Deploy on AWS

Incorta is the open data delivery platform powered by smart lakehouse technology. It enables customers, partners, and third-party developers to integrate with their modern data stacks to access business-ready data, migrate data to the cloud, and build innovative capabilities. With Incorta, users gain:

  • Unrivaled data access through Incorta’s Direct Data Mapping® technology. This technology enables analysis of raw business data that is 100% identical to the source down to the transaction level detail, even with multiple source systems and large datasets.
  • Unimaginably fast time to insight through the delivery of data in minutes. Quickly join additional data sources without impacting performance and empower users with sub-second self-service queries.
  • Trusted data accuracy by allowing complete control over data governance, giving users the confidence to make decisions using accurate data that is verifiable down to the transaction level.

From a development perspective, Incorta doesn't depend on specific dependencies in AWS deployments. Incorta provides High Availability (HA) and unlimited data storage with S3 or Amazon EFS (Elastic File System). Additionally, Incorta can leverage Amazon Aurora as a metadata database and Amazon Cloud Watch as an observability service in AWS deployment.

Launching Incorta Direct Data Platform on AWS results in the set up of the following:

  • EC2 instance.
  • EBS storage.
  • Incorta Direct Data Platform

Incorta's deployment on AWS marketplace sets up the following services on the EC2 instance (general completion time: 20-30 minutes):

  1. One Cluster Management Console (CMC). CMC is a stand-alone application used to manage HA infrastructures, including clusters, nodes (i.e. servers), services, and tenants. Different administrative functions (like start, stop, and edit configurations of nodes and clusters) are available through the CMC UI.
  2. One Incorta HA Node. An Incorta HA Node is a physical container of services residing on a single machine. Each node can contain multiple Incorta services (loader and/or analytics), assuming the machine has enough memory and computing power.
Note

The "analytics service" manages the Incorta UI and user queries, which are sent to Incorta to be executed. The analytics service also manages report schedules and on-demand export of data and images from Incorta. The loader service is specifically configured to manage data loading activities and creating parquet files and materialized views.

Technical Requirements

Before launching the Incorta Direct Data Platform on AWS, we recommend that you ensure having the following:

Skills

In order to complete Incorta's deployment successfully, it is required to possess the following technical skills at minimum:

  • Familiarity with AWS
  • Basic knowledge of Linux as this document shares most commands, but knowledge of the Linux commands is critical for real-world deployments

Launching Incorta Direct Data Platform for a new VPC on AWS results in the following setup with the default parameters.

images/AWS_Deployment.png

Infrastructure

According to AWS best practices, deploying the Incorta Direct Data Platform sets up an availability zone and a VPC with one public subnet that includes a NAT gateway and an Incorta Server. Refer to the following for a description of the infrastructure components:

  • Amazon VPC. "Amazon Virtual Private Cloud (Amazon VPC) enables you to launch AWS resources into a virtual network that you've defined. This virtual network closely resembles a traditional network that you'd operate in your own data center, with the benefits of using the scalable infrastructure of AWS", according to Amazon's official site.
  • NAT Gateway. "You can use a network address translation (NAT) gateway to enable instances in a private subnet to connect to the internet or other AWS services, but prevent the internet from initiating a connection with those instances", according to the NAT Gateways article by Amazon.

◆ Information supplied
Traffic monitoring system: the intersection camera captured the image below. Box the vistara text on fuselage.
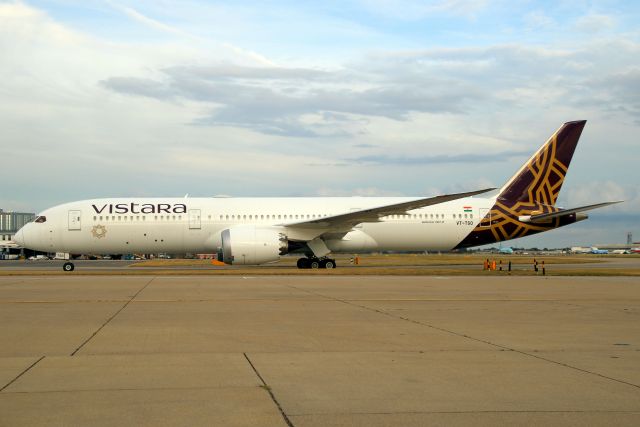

◆ Written task 1
Translate this sentence from the Incorta deployment text into Spanish: "An Incorta HA Node is a physical container of services residing on a single machine."
◆ Written task 2
According to the Incorta deployment text, what is the general completion time for setting up the services on the EC2 instance through the AWS marketplace deployment?
◆ Written task 3
Pick up the Incorta deployment text immediately after its final sentence about the NAT gateway and write the next part of the infrastructure description.
The lines shown above are separate material with no connection to the Incorta deployment text.

◆ Written answer 1
Un nodo HA de Incorta es un contenedor físico de servicios que reside en una sola máquina.

◆ Written answer 2
20-30 minutes.

◆ Written answer 3
  • IAM roles. Launching the Incorta Direct Data Platform instance configures IAM roles. "AWS Identity and Access Management (IAM) enables you to manage access to AWS services and resources securely. Using IAM, you can create and manage AWS users and groups, and use permissions to allow and deny their access to AWS resources. IAM is a feature of your AWS account offered at no additional charge. You will be charged only for use of other AWS services by your users", according to the IAM roles article by Amazon.
  • Security Group Rules. "The rules of a security group control the inbound traffic that's allowed to reach the instances that are associated with the security group and the outbound traffic that's allowed to leave them", according to the Security Group Rules article by Amazon.
  • Default Security Groups * " Your AWS account automatically has a default security group for the default VPC in each region. If you don't specify a security group when you launch an instance, the instance is automatically associated with the default security group for the VPC", as mentioned in the link above by Amazon.
  • Custom Security Groups * " If you don't want your instances to use the default security group, you can create your own security groups and specify them when you launch your instances. You can create multiple security groups to reflect the different roles that your instances play; for example, a web server or a database server", as mentioned in the link above by Amazon.
  • Working with Security Groups * Refer to this article by Amazon for more information about creating, viewing, updating, and deleting security groups, along with their rules using the Amazon EC2 console.

AWS Services

  • Amazon S3. "Amazon Simple Storage Service (Amazon S3) is an object storage service that offers industry-leading scalability, data availability, security, and performance. This means customers of all sizes and industries can use it to store and protect any amount of data for a range of use cases, such as websites, mobile applications, backup and restore, archive, enterprise applications, IoT devices, and big data analytics. Amazon S3 provides easy-to-use management features so you can organize your data and configure finely-tuned access controls to meet your specific business, organizational, and compliance requirements", according to the Amazon S3 article by Amazon.
  • Amazon RDS. " Amazon Relational Database Service (Amazon RDS) makes it easy to set up, operate, and scale a relational database in the cloud. It provides cost-efficient and resizable capacity while automating time-consuming administration tasks such as hardware provisioning, database setup, patching and backups. It frees you to focus on your applications so you can give them the fast performance, high availability, security and compatibility they need", according to the Amazon RDS article by Amazon. You have the option to configure the RDS for the Incorta Direct Data Platform instance with either an Oracle or MySQL database.